I am recently given to understand that cat means something other than
one-half of the dead felines in arbitrary buckets.

I sense that you drank of the forbidden K&R chapter, forbidden, not by these
jerks but by the standard, Dan Pop, Elvis, and me.
 
M

Micah Cowan

Richard said:
And on that subject I often find
it pays dividends in the maintenance stakes to always bracket off the
body of conditions even if they are only one line e.g

,----
| while(c){
| c=do(c);
| }
`----

You state that it pays dividends, but neglect to state how/why.

I'm guessing you mean that, if you have:

while(c)
c=do(c);

And then later want to add another statement in the while's body, then
you have to go through the tedium of adding braces first.

If that's what you mean, then my answer is:
- It's not appreciably harder to add braces later than it is to put
them in in the first place.
- In a decent editor, such as emacs or vim, it's simple to define a
new macro to automatically add (or remove) braces for one-line
bodies.
 
R

Richard Heathfield

Micah Cowan said:

I'm guessing you mean that, if you have:

while(c)
c=do(c);

And then later want to add another statement in the while's body, then
you have to go through the tedium of adding braces first.

That isn't the issue. If the compound statement has two statements, you
need the braces anyway, and it doesn't make a lot of odds whether you add
them now or later. In fact, if that *were* the only issue, deferring them
could save you (a miniscule amount of) work.

Material shown =>
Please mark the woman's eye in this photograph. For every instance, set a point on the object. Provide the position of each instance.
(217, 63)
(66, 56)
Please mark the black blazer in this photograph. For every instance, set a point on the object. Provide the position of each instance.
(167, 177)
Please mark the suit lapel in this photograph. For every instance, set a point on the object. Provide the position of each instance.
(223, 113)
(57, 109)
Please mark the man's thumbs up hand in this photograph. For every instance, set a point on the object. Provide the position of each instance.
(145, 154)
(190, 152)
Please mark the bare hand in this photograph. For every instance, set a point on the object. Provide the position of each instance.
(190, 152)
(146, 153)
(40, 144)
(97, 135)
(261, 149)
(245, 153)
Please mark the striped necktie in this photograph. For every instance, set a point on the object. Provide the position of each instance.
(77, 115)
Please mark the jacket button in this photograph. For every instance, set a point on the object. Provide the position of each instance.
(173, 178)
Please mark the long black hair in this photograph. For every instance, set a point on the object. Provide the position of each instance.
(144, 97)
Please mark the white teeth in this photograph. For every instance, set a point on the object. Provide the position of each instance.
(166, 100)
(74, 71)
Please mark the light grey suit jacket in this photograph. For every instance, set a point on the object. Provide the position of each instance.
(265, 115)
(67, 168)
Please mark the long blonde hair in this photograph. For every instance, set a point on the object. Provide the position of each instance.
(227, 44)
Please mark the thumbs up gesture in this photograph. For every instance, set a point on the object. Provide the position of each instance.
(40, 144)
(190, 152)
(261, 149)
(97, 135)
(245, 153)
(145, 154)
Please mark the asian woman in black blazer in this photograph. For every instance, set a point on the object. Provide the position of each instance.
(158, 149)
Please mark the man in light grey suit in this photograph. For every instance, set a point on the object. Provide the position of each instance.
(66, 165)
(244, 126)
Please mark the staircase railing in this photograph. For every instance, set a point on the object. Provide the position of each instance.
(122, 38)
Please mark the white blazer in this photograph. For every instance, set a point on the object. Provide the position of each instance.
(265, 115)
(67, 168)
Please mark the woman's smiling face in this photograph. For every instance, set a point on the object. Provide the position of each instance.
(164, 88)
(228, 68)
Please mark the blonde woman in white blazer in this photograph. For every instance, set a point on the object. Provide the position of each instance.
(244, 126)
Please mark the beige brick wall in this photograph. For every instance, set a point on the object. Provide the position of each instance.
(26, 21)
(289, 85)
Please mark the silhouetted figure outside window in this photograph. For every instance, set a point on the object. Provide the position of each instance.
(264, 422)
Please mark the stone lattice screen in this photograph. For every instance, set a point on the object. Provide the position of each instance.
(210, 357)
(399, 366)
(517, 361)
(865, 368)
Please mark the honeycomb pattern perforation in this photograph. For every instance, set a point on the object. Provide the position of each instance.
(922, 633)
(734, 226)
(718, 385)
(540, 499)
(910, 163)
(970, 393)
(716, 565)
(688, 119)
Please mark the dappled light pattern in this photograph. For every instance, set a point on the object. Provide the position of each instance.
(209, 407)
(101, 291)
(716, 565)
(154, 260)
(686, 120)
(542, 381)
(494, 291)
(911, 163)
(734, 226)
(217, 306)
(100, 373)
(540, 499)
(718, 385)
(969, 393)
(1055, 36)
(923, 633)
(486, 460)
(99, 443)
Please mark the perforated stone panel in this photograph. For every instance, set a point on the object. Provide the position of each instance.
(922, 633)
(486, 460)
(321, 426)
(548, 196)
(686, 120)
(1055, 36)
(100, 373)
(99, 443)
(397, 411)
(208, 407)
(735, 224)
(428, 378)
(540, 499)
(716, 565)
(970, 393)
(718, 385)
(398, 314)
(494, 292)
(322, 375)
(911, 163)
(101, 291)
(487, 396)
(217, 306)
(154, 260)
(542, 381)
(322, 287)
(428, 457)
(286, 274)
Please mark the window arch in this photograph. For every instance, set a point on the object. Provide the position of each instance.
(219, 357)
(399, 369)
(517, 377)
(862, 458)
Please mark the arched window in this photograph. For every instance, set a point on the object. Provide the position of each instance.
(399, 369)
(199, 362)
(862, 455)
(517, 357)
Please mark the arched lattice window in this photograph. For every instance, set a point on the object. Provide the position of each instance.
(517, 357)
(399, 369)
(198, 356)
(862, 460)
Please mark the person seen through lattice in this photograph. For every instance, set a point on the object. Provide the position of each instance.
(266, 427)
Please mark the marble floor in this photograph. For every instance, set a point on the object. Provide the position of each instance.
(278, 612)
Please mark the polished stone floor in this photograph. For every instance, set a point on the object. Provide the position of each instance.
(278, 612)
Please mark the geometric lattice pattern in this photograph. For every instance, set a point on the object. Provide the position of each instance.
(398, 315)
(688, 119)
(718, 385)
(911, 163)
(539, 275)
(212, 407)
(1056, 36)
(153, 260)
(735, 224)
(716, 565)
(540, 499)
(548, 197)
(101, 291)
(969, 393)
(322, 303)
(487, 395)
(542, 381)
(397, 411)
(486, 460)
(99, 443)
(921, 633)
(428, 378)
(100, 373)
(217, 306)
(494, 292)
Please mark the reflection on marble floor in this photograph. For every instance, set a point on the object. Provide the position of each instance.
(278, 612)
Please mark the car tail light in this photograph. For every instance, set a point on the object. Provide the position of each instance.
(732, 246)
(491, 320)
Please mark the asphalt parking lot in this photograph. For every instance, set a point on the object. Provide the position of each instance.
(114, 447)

Activities =>
a – Which two editors does the discussion of bracing one-line loop bodies in C name as decent editors?
b – Write the next part of the discussion of bracing one-line loop bodies in C, picking up after its final sentence.

Results in order =>
a – Emacs and vim.

b –
If that's what you mean, then my answer is:
- It's not appreciably harder to add braces later than it is to put
them in in the first place.

Agreed. BUT - it is appreciably harder to remember to add them later on
special occasions than to put them in every time as a matter of habit.
- In a decent editor, such as emacs or vim, it's simple to define a
new macro to automatically add (or remove) braces for one-line
bodies.

That's as maybe, but it isn't the work of adding such tools - it's the work
of remembering to use them. Unless, of course, by "automatic" you really
do mean automatic!! :)
 
M

Micah Cowan

Richard Heathfield said:
Agreed. BUT - it is appreciably harder to remember to add them later on
special occasions than to put them in every time as a matter of habit.

Hm. I haven't found it to be so.

while (c)
c=do_it(c);
c=do_another_thing(c);

looks too broken right away for me not to notice it (though, perhaps
now that I'm doing more Python coding work these days, that may
change?).

I used to actually always put the braces in. I've fallen out of that
practice, just because I find it slightly more readable without, for
one-line bodies.
 
J

Jag

This example was intended to be just that: an example. It gives a
clear, concise method for copying in to out.

If you look at GNU cat's source code, you'll see that it's nowhere
near as clear and concise (this is due in no small part to the fact
that it has to do a good deal more than the above example does,
including some options that require a bit of processing on the input).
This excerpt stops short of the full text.